* _What you will do_
Copy out all the entries below, word for word.

::: Available records

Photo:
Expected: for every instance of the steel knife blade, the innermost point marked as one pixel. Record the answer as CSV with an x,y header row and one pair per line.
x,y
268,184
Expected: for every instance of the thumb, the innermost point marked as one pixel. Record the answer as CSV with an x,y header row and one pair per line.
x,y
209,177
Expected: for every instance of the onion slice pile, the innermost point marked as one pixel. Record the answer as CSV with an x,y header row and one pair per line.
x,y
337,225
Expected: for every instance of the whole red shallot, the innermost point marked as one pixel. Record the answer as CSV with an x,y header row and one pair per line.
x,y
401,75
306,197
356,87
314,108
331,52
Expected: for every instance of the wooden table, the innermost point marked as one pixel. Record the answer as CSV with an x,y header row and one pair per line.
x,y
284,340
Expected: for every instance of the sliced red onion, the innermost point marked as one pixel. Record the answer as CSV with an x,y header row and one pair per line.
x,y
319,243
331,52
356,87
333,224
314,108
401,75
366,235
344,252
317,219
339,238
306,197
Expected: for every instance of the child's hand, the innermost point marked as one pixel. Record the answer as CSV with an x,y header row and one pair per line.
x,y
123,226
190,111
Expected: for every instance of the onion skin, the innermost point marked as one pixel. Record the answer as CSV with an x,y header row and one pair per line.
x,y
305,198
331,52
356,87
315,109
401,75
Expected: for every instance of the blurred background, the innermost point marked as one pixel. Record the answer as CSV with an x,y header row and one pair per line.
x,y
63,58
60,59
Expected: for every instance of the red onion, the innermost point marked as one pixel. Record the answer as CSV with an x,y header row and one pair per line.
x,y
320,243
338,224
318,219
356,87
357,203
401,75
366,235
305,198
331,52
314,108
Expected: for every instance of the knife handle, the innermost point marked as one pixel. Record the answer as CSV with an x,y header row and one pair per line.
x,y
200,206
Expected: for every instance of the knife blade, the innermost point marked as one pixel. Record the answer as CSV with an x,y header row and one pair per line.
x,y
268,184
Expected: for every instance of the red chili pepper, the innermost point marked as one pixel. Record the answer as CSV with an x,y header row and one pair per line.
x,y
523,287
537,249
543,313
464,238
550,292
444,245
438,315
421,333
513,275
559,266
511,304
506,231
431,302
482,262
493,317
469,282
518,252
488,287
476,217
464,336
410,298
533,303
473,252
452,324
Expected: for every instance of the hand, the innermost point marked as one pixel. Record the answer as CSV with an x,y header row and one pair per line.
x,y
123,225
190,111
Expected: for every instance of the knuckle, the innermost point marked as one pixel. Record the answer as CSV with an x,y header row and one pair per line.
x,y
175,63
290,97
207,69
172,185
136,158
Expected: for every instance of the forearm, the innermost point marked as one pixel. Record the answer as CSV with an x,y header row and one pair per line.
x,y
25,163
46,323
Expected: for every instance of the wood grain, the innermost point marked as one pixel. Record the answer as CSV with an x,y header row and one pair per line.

::::::

* _Response box_
Photo:
Expected: for every instance of the steel knife blade, the innermost point marked as one pixel. Record the answer as CSV with an x,y header row and one pair per line.
x,y
268,184
Expected: for every instance of the thumb, the innermost point marked as one pixel. Record the answer as CSV with an x,y header row and one pair per line.
x,y
209,177
Expected: for every instance of the onion slice pile, the innermost point marked as one pixel. Record the answer as CSV with an x,y header row and one pair per line.
x,y
337,225
Expected: for every instance of the whole red shallot, the innermost point marked as one pixel. Record the answer as CSV with an x,y header row and one pair per line.
x,y
401,75
306,197
356,87
314,108
331,52
Expected: for every instance of the wooden table, the innermost point marked as one pixel. Record the answer as CSV with an x,y header row and one pair per line.
x,y
284,340
Expected: for every instance of the sliced red onion, the innermost point marked as one pixel. Record the answer as CSV with an x,y header row and one pair per line.
x,y
319,243
331,52
356,87
333,224
314,108
401,75
366,235
344,252
317,219
339,238
306,197
Expected: for every instance of the child's hand, the innermost point marked as one pixel. Record the answer as CSV with an x,y header row and one pair per line.
x,y
123,226
190,111
Expected: for every instance of the onion skin, the innermost point marked as one pixel. Record the answer as CSV with an x,y header row and one pair per line.
x,y
305,198
331,52
356,87
315,109
401,75
Expected: for every instance of the blurred background, the innermost point marked as one pixel. Record the answer as CSV with an x,y header row and one pair per line.
x,y
63,58
60,59
Expected: for every instance of the red onion, the innermost point marked as one pixel. Record the answer as CSV with an x,y header row and one pair per line.
x,y
320,243
338,224
318,219
356,87
357,203
401,75
366,235
305,198
331,52
314,108
Expected: for every instance of the knife handle, the innermost point marked as one pixel. Record the answer as CSV with an x,y header row and one pair per line.
x,y
200,206
Expected: for every instance of the knife blade, the innermost point marked as one pixel. Record the answer as CSV with an x,y header row and one pair per line.
x,y
268,184
Expected: for every instance of the red chili pepper, the innermost point marked as one pixel. Record the answer as CSV with an x,y header row and one pair per line.
x,y
523,287
537,249
543,313
464,238
550,292
444,245
438,315
421,333
513,275
559,266
511,304
506,231
431,302
482,262
493,317
469,282
518,252
488,287
476,217
464,336
410,298
533,303
473,252
452,324
Expected: for every instance of the hand, the innermost point marked as one pixel. Record the answer as CSV with an x,y header row and one pair per line.
x,y
123,225
190,111
Expected: for every instance of the knuckle, the innermost point marked as one pixel. Record the answer as CSV with an x,y header row and one pair per line.
x,y
175,63
290,97
207,69
172,185
136,158
Expected: for every instance of the forearm, the innermost point marked as one pixel. Record the answer as CSV with an x,y header row and one pair per line.
x,y
25,163
46,323
Expected: for every instance of the wood grain, the innermost point marked as one pixel. Record the answer as CSV with an x,y header row and one pair per line.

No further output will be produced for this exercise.